(WRITTEN REQUEST 1): In the page text below, rewrite the paragraph beginning "A post last week to the AP Statistics Teacher Community" more briefly, keeping its main facts.

(PAGE TEXT):
"""

Total Expected Time $=\frac{1}{5}*3 + \frac{4}{5}*10.5 = 9$ minutes.

Number of Rounds Solution:  My initial computation of the number of rounds was actually correct–despite the comment from “P” in my last post–but I think the explanation could have been clearer.  I’ll try again.

One round is obviously required for the first choice, and in the $\frac{4}{5}$ chance the siblings don’t match, let N be the average number of rounds remaining.  In Stage 2, there’s a $\frac{1}{5}$ chance the trial will end with the next choice, and a $\frac{4}{5}$ chance there will still be N rounds remaining.  This second situation is correct because both the no time added and time added possibilities combine to reset Table 2 with a combined probability of $\frac{4}{5}$.  As before, I invoke self-similarity to find N.

$N = \frac{1}{5}*1 + \frac{4}{5}*N \longrightarrow N=5$

Therefore, the expected number of rounds is $\frac{1}{5}*1 + \frac{4}{5}*5 = 4.2$ rounds.

It would be cool if someone could confirm this prediction by simulation.

CONCLUSION:

I corrected my work and found the exact solution proposed by others and simulated by Steve!   Even better, I have shown my approach works and, while notably less elegant, one could solve this expected value problem by invoking the definition of expected value.

Best of all, I learned from a mistake and didn’t give up on a problem.  Now that’s the real lesson I hope all of my students get.

Happy New Year, everyone!

## Great Probability Problems

UPDATE:  Unfortunately, there are a couple errors in my computations below that I found after this post went live.  In my next post, Mistakes are Good, I fix those errors and reflect on the process of learning from them.

ORIGINAL POST:

A post last week to the AP Statistics Teacher Community by David Bock alerted me to the new weekly Puzzler by Nate Silver’s new Web site, http://fivethirtyeight.com/.  As David noted, with their focus on probability, this new feature offers some great possibilities for AP Statistics probability and simulation.

"""

(RECORDS FOR THE EXERCISE):
"""

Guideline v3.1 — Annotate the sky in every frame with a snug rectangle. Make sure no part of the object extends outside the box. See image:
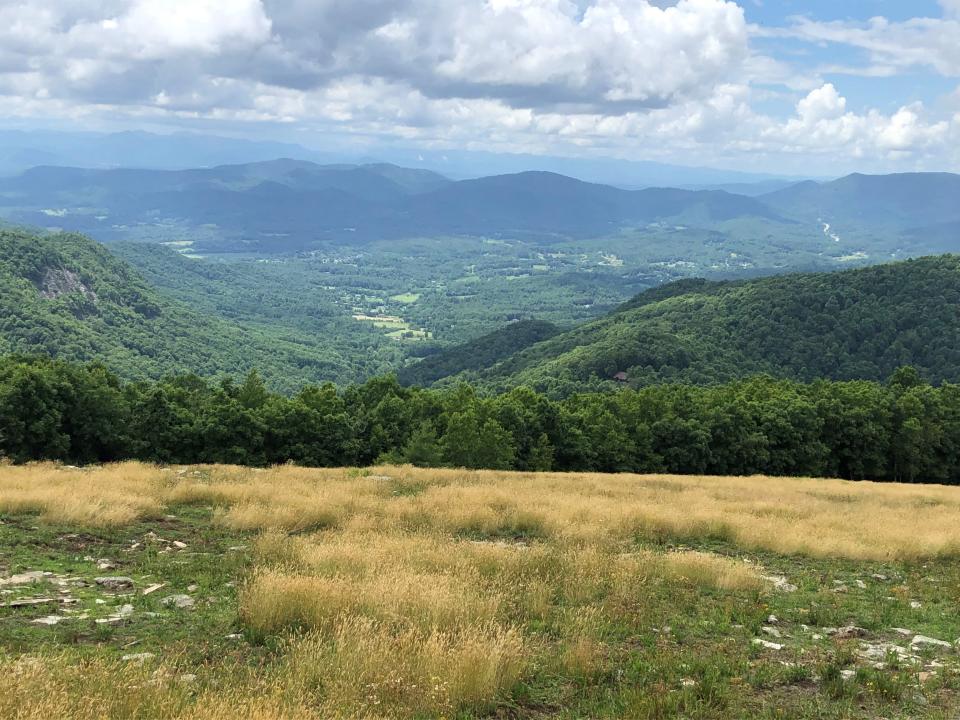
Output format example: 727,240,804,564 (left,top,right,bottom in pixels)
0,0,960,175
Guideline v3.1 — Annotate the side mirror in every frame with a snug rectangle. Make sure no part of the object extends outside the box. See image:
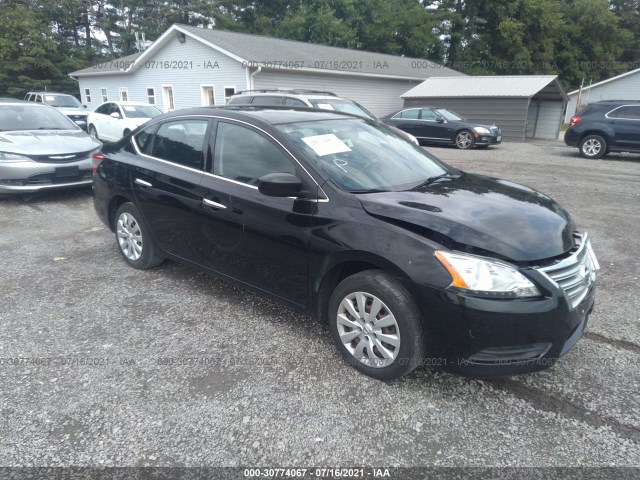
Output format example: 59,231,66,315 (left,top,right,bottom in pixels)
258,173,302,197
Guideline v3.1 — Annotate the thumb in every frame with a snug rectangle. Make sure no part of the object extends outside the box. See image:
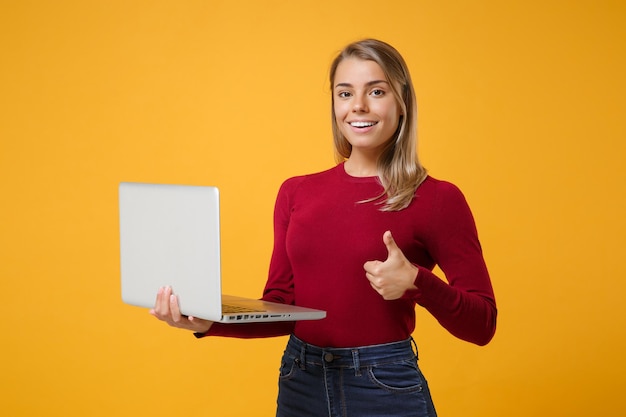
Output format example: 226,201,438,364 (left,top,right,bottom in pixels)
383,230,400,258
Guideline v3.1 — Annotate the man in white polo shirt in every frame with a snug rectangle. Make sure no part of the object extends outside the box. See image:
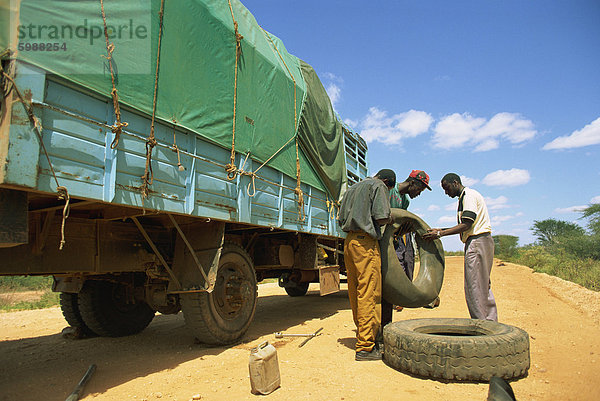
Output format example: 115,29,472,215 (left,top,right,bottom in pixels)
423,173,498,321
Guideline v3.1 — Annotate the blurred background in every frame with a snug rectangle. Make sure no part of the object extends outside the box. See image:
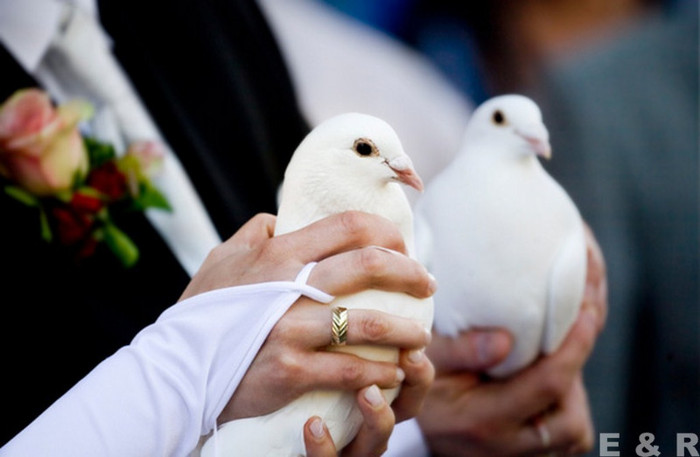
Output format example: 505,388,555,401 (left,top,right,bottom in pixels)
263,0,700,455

"""

(WRITTEN REQUEST 2): Duplicate the lines of the records between the line holding "Guideline v3.1 — Annotate the thumb" and the line holding "383,230,400,258", inclusive, and leave the pictures out.

(FINISHED ANSWER 1): David Bock's post last week to the AP Statistics Teacher Community pointed out the new weekly Puzzler on Nate Silver's site, http://fivethirtyeight.com/. As he noted, its focus on probability makes it a strong resource for AP Statistics probability and simulation.

(FINISHED ANSWER 2):
Guideline v3.1 — Annotate the thumb in every frame with a snug rectangle. Make sure no part of the object extends outside the box. See image:
Output format example: 226,201,438,364 (left,top,right,bottom in pixels)
383,230,400,258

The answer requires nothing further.